• WHAT YOU HAVE TO DO: Every line in the listing is to be echoed verbatim.

○ ○ ○ ○

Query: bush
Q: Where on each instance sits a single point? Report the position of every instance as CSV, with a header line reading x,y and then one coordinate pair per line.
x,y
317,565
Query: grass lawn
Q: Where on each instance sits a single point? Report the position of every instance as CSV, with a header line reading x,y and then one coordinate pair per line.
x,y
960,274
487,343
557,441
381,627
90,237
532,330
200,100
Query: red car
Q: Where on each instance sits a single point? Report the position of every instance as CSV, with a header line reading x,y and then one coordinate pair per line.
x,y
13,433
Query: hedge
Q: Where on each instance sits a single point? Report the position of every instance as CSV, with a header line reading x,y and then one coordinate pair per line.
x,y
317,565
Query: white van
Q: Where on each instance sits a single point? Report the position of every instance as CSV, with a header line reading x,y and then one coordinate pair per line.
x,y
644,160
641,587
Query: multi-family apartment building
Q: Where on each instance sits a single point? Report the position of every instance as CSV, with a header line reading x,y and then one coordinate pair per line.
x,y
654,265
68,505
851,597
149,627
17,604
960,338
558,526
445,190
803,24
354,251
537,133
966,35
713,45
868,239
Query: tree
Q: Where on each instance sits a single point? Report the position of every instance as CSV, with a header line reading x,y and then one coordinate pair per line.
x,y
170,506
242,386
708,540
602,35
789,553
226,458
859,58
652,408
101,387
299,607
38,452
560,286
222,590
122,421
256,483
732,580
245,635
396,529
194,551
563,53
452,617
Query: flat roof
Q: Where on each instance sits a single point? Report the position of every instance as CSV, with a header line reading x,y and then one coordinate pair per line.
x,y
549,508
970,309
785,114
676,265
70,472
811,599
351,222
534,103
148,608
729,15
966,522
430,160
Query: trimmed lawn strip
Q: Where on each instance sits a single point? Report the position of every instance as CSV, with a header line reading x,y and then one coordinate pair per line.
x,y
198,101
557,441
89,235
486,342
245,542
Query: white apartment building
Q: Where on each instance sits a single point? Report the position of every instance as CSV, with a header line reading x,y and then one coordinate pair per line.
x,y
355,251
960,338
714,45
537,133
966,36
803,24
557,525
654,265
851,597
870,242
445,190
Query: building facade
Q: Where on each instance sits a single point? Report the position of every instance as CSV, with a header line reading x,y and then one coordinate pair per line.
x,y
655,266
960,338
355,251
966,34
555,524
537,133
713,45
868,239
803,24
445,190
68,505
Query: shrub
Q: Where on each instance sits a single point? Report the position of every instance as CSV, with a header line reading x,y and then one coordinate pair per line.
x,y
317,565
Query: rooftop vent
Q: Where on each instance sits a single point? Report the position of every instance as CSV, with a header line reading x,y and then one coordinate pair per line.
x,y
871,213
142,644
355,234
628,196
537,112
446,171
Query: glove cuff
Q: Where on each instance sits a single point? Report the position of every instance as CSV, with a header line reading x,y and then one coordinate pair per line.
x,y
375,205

○ ○ ○ ○

• PROBLEM SOLUTION:
Query: bush
Q: Where on each instance sits a single point? Report the position of every instance as CSV, with a header line reading x,y and then one coordinate pair per line.
x,y
317,565
Query: grass lawn
Q: Where on each instance sits a single point? Report the position of every instance as CSV, with a header line reading x,y and then one coordinate pair per line.
x,y
960,274
487,343
557,441
381,627
90,237
532,330
200,100
Query: red car
Q: Where on each instance sits a single point? Report the position of every instance as CSV, with a header line reading x,y and then one coordinate pair per line.
x,y
13,433
Query: hedge
Q: Where on each instance sits a single point? Report the position of every instance as CSV, with a header line reading x,y and then one coordinate pair per line.
x,y
317,565
Query: white van
Q: Where on each instance sits a single point? Report the position of every instance as CSV, with a header line reading x,y and then one coordinate pair per line.
x,y
644,160
641,587
Query: multi-family apartment building
Q: Where on each instance sits a single point? Report the position of every instance as CSV, with a header line reading x,y and then one coordinate pair per line.
x,y
654,265
68,505
851,597
149,627
17,604
960,338
558,526
445,190
803,24
354,251
537,133
966,35
713,45
868,239
Query: tree
Q: Where on each instance sits a single point? Report the position of every instance as CSV, with a header line reading x,y and then one coordinate pair per line.
x,y
170,506
242,386
708,540
602,35
789,553
226,458
859,58
652,408
101,387
299,607
38,452
560,286
222,590
122,421
256,483
732,580
245,635
396,529
194,551
563,53
452,617
Query: flat roof
Q: Where on each instance sits a single point? Report the position of every instance as CSV, with a header line reading x,y and then one coordinate pair per line.
x,y
549,508
970,309
785,114
676,265
70,472
811,599
351,222
534,103
148,608
729,15
966,522
430,160
Query: trimmed lawn strip
Q: Where on each instance sits a single point? Report the position of every instance as CSV, with a header line reading x,y and then one coordinate pair per line.
x,y
198,101
557,441
89,235
486,342
245,542
Query: white apartment building
Q: Where on each instance sits a single point? Report the position of every instance as CSV, with a header line reading x,y and then one coordinate pair per line.
x,y
355,251
960,338
714,45
537,133
966,36
803,24
557,525
654,265
851,597
870,242
445,190
Query: building facade
Q: Where on each instance sits a single point? Report the position of every instance as CSV, with a header line reading x,y and then one coordinate pair per line.
x,y
655,266
960,338
355,251
966,34
555,524
537,133
713,45
868,239
803,24
445,190
68,505
Query: shrub
Q: Where on each instance sits a single point? Report the position of every instance as CSV, with a header line reading x,y and then one coordinate pair per line.
x,y
317,565
Query: rooftop vent
Q: Where on each instance sits a single point? Report the position of every instance as CSV, with a header line reading x,y and then one coordinate pair per line.
x,y
871,213
142,644
355,234
628,196
537,112
446,171
Query: glove cuff
Q: Where on each instance sits a single point? Report the position of every instance as CSV, with a header line reading x,y and then one coordinate pair per line.
x,y
375,205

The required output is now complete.